** GIVEN ENTRIES **
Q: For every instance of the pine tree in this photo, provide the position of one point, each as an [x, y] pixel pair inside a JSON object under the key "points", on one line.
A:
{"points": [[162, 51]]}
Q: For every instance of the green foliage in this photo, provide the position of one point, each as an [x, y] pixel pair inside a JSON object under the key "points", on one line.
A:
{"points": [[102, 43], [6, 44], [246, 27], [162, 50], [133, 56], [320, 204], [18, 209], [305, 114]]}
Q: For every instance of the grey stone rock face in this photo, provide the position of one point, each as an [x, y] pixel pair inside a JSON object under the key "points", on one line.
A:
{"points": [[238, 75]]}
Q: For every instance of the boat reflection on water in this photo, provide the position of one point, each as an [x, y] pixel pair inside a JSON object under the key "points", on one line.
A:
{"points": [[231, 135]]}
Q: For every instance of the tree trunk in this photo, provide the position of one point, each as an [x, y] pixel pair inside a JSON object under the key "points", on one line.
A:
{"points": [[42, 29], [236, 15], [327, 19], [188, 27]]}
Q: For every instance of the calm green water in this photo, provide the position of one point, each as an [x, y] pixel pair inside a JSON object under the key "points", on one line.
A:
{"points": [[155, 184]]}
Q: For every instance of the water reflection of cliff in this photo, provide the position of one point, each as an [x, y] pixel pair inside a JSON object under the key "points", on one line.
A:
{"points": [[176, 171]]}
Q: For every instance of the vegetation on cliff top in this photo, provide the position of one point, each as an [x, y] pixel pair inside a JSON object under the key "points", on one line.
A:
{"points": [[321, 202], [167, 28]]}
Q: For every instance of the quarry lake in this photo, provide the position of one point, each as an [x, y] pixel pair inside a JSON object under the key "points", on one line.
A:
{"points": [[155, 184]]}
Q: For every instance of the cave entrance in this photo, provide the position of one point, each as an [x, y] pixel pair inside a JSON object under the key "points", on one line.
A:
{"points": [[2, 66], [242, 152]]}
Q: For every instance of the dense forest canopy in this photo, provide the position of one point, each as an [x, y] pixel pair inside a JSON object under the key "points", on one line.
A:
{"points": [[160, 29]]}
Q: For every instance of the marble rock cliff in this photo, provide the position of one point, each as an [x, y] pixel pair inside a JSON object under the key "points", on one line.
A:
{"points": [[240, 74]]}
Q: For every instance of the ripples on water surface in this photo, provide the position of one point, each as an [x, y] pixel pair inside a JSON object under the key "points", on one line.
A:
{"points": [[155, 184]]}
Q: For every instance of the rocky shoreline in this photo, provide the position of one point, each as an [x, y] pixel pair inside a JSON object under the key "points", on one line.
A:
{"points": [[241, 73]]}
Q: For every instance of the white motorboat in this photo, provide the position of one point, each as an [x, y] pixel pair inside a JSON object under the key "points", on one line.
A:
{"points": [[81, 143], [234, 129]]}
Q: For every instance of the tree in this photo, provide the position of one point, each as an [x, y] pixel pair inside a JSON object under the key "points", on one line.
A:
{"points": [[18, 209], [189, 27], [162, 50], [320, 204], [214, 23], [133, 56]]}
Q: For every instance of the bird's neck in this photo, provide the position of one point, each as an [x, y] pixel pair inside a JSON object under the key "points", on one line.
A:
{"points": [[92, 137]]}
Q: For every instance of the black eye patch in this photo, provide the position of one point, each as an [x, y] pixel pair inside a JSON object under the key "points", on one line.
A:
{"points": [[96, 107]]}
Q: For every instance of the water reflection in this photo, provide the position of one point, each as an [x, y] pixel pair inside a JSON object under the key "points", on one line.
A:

** THE PROBLEM **
Among the records, find each line where the word "green" occurs, and copy it.

** YOUR SOLUTION **
Q: For every instance of the green foliage in this photo, provide the position of one point, each as an [x, y] pixel pair inside a JSON object under the key "points", on one line.
Q: For every instance of the calm green water in this photo, provide the position of one point, each as an [x, y] pixel pair inside a JSON object under the key "points", on one line.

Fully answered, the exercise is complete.